Auszug zum Lesen:
US-Hubschrauber geraten außer Kontrolle

Wissenschaftler informieren über elektromagnetische Interferenzen, die Hubschrauber zum Absturz bringen können / Elektromagnetische Ladung kann den Zündmechanismus von Waffensystemen auslösen / Wieczorek-Zeul (SPD) fordert Flugverbot  ■  Von Michael Blum

Frankfurt/Wiesbaden (taz) - Die US-Army-Hubschrauber „UH-60 Black Hawk“ und „AH-64 Apache“, die in der Bundesrepublik unter anderem auf den US-Air-bases in Wiesbaden-Erbenheim, Frankfurt, Erlensee, Ansbach und Mainz-Finthen schon stationiert sind und teilweise noch stationiert werden, sind „extrem anfällig für elektromagnetische Interferenzen und dadurch absturzgefährdet“. Das erklärten US-amerikanische WissenschaftlerInnen, die in der vergangenen Woche auf Einladung der SPD-Bundestagsfraktion Aufklärungsarbeit in den Stationierungsorten leisteten. Die Bundesregierung und die US-Army hatten bislang entsprechende Veröffentlichungen der taz (22.3. 89) zurückgewiesen.

Gespeicherte Daten
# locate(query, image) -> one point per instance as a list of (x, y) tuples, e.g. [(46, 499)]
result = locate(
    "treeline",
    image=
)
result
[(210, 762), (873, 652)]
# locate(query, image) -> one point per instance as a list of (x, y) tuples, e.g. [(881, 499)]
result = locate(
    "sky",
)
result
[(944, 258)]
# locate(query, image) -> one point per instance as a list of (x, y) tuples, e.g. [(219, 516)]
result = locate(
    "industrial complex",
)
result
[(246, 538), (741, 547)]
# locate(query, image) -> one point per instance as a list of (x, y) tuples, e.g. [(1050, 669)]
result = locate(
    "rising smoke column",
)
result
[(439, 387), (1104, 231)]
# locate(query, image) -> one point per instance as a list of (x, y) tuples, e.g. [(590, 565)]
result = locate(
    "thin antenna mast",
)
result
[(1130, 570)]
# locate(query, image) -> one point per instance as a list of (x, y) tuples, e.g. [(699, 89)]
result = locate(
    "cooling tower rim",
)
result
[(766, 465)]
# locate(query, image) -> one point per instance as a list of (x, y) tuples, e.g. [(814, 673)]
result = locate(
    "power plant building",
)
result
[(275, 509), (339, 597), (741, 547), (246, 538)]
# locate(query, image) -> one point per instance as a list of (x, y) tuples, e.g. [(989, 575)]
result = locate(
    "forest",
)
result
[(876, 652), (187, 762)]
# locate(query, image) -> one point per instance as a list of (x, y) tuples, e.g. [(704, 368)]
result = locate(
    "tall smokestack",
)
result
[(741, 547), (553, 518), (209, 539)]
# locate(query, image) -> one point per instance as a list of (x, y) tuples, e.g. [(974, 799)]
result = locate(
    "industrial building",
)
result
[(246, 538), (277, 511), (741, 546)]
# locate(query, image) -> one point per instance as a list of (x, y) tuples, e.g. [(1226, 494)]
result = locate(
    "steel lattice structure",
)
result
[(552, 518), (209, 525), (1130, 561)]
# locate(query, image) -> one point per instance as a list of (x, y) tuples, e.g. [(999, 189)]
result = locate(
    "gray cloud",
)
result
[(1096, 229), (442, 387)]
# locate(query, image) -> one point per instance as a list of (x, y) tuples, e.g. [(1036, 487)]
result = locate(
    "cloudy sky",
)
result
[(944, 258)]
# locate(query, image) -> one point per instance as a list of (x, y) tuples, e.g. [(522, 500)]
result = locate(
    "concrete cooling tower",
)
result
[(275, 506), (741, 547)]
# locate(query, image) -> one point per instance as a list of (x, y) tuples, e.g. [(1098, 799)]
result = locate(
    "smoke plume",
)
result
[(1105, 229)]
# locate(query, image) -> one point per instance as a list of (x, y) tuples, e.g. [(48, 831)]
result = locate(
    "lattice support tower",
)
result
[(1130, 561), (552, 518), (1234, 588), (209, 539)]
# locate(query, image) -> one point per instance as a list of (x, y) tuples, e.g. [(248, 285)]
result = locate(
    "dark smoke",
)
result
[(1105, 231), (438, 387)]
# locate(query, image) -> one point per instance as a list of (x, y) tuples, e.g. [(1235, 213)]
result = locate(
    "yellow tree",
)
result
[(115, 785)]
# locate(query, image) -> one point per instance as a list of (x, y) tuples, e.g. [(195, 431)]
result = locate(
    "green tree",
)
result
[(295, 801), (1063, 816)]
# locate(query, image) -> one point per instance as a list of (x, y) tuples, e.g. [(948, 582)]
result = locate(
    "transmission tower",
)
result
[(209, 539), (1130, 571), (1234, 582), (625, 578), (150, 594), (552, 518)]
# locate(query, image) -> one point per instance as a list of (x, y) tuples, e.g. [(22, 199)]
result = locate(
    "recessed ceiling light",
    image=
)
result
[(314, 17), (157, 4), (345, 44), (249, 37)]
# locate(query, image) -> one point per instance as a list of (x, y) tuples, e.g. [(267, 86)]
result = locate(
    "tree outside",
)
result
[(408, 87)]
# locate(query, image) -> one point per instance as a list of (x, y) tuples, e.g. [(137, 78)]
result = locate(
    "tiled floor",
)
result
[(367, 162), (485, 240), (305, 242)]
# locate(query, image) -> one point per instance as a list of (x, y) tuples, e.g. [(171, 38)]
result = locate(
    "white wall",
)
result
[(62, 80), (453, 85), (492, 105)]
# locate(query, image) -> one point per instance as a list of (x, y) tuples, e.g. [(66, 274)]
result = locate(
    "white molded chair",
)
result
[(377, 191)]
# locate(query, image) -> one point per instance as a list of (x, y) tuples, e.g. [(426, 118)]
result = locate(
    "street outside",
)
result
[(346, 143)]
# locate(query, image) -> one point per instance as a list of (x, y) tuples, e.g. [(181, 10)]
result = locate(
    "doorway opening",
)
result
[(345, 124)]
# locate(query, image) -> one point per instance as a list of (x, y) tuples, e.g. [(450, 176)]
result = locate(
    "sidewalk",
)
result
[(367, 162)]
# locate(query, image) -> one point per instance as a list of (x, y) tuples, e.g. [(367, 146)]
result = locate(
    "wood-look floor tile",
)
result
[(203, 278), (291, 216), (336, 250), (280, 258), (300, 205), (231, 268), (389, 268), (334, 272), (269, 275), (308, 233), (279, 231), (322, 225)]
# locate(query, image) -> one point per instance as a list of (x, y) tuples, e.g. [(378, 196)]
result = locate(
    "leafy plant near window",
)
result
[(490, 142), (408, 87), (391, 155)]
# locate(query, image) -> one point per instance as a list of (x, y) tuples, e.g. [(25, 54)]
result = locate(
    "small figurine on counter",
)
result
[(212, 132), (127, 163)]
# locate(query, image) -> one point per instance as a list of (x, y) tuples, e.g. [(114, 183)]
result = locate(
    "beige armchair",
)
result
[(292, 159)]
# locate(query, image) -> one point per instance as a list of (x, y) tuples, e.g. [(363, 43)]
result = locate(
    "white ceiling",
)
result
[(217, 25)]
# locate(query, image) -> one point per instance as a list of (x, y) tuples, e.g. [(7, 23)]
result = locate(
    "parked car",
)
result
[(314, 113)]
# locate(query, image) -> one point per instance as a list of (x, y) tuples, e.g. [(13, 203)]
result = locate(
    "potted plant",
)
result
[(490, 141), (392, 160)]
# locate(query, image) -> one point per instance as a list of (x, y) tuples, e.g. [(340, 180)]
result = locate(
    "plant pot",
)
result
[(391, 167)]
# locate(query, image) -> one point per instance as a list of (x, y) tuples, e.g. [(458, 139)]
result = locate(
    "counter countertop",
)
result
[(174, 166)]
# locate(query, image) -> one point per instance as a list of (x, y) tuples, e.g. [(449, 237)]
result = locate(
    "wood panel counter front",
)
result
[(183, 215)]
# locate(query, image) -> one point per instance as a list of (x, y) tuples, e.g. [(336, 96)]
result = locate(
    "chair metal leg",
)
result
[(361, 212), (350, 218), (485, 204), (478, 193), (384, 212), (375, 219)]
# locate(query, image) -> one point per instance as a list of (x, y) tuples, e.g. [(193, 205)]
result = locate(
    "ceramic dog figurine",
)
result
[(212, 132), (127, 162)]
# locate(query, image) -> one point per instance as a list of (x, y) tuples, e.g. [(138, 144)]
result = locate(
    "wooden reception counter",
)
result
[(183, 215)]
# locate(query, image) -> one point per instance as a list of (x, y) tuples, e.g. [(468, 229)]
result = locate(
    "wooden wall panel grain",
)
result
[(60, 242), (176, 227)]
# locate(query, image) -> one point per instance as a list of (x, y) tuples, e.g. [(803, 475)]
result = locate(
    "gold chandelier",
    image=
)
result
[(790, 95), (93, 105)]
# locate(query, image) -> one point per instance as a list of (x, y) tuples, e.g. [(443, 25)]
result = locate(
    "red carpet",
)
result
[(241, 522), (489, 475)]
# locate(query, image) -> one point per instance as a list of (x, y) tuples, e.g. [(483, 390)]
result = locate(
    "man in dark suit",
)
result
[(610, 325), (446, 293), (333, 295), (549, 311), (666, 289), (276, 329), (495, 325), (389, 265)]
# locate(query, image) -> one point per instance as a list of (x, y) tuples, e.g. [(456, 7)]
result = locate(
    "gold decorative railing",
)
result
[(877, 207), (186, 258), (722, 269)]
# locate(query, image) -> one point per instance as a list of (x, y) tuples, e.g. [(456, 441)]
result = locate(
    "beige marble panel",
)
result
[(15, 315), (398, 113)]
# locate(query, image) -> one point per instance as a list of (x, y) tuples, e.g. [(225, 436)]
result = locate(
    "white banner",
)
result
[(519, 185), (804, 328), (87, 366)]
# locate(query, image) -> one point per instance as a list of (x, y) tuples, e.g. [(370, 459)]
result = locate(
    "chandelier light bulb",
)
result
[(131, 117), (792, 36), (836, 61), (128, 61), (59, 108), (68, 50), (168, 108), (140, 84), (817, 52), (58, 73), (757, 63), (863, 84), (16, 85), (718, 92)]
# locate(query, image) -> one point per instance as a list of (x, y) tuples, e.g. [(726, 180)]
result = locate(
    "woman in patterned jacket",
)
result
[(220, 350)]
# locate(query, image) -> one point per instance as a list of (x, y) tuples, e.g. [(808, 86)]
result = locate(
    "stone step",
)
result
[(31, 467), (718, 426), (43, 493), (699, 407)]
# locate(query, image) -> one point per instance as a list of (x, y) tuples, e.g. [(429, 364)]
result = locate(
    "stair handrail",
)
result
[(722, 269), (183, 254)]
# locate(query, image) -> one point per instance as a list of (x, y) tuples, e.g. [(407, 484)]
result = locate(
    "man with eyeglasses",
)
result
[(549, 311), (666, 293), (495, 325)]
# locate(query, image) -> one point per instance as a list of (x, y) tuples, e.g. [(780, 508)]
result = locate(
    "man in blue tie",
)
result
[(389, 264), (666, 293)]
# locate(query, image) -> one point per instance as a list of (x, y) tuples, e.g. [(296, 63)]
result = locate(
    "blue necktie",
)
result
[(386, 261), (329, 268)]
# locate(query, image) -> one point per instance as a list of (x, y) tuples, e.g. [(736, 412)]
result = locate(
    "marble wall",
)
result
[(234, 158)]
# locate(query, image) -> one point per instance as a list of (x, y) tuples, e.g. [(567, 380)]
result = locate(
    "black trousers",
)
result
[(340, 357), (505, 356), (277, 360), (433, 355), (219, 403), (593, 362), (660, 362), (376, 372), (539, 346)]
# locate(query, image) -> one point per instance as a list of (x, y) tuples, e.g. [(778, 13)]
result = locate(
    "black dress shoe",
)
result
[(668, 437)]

Deine Aufgaben:
A – Auf wessen Einladung leisteten die US-amerikanischen WissenschaftlerInnen laut dem Artikel Aufklärungsarbeit in den Stationierungsorten?
B – Welche Zeilen der Einträge enthalten die Zeichenfolge „wall“? Liste jede davon auf.
Der Artikel und die Einträge sind voneinander unabhängiges Material.

Antworten pro Aufgabe:
A – Auf Einladung der SPD-Bundestagsfraktion.

B –
    "white wall",
    "wooden wall panel grain",
    "marble wall",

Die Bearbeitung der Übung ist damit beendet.